To do
Copy the entries below word for word, starting at their first line and ending at the line containing "x=172, y=117", both included.

>> start Records provided

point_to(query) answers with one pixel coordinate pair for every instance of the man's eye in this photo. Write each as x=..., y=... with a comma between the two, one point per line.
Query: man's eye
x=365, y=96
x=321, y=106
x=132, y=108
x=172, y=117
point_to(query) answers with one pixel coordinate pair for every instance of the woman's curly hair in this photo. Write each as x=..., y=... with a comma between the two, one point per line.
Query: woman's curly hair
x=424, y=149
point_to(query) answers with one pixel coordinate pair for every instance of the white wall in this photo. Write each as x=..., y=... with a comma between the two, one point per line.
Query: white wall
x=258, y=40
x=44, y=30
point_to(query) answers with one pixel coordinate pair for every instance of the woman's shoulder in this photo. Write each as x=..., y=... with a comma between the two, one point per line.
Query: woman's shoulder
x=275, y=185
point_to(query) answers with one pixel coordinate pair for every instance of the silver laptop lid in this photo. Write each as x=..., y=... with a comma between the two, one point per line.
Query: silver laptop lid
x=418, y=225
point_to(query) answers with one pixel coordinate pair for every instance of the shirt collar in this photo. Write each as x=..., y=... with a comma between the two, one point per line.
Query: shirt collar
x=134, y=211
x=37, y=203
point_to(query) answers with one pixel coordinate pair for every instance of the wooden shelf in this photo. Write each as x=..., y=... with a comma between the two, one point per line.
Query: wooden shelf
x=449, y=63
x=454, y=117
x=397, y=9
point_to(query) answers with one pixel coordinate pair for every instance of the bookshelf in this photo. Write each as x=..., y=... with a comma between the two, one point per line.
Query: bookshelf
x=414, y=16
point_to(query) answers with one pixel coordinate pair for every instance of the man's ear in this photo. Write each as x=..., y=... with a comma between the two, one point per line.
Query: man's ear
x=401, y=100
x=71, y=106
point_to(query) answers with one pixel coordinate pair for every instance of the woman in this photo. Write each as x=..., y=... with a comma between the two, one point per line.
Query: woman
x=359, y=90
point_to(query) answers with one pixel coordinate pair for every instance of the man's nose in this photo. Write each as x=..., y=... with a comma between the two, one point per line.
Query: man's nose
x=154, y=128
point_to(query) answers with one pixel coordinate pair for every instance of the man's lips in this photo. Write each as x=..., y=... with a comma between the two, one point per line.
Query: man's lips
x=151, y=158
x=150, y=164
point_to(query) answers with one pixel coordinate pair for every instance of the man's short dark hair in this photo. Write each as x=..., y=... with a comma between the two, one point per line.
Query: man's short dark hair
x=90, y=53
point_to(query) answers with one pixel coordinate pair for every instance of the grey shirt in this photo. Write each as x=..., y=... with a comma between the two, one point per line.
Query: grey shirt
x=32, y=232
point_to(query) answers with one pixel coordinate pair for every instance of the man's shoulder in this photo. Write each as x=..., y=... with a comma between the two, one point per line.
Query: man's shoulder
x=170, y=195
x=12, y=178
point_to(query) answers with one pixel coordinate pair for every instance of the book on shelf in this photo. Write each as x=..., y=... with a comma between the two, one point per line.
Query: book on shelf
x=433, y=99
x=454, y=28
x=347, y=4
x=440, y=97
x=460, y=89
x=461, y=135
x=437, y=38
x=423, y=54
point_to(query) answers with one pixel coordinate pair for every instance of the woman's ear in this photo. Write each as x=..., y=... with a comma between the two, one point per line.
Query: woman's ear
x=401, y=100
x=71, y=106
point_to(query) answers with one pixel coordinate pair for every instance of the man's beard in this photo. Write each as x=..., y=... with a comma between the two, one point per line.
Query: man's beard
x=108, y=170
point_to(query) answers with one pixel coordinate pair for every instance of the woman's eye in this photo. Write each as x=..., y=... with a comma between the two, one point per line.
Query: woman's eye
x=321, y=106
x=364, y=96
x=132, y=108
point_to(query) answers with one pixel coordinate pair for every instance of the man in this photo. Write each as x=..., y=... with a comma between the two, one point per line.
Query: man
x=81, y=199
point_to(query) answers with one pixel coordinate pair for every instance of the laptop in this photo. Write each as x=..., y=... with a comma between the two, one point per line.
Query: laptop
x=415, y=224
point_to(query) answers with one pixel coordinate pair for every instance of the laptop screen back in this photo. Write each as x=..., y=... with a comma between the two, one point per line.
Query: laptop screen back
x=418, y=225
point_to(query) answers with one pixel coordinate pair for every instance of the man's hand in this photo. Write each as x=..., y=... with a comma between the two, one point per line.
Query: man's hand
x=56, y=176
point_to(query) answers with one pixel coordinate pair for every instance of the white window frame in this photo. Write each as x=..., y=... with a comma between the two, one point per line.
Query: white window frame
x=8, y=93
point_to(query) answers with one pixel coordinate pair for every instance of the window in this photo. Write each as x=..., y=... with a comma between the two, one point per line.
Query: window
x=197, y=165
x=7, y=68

>> end Records provided

Solution to the exercise
point_to(query) answers with one pixel coordinate pair for every instance of the man's eye in this photo. Write each as x=..., y=... with a comma between the two, one point per line.
Query: man's eye
x=365, y=96
x=321, y=106
x=132, y=108
x=172, y=117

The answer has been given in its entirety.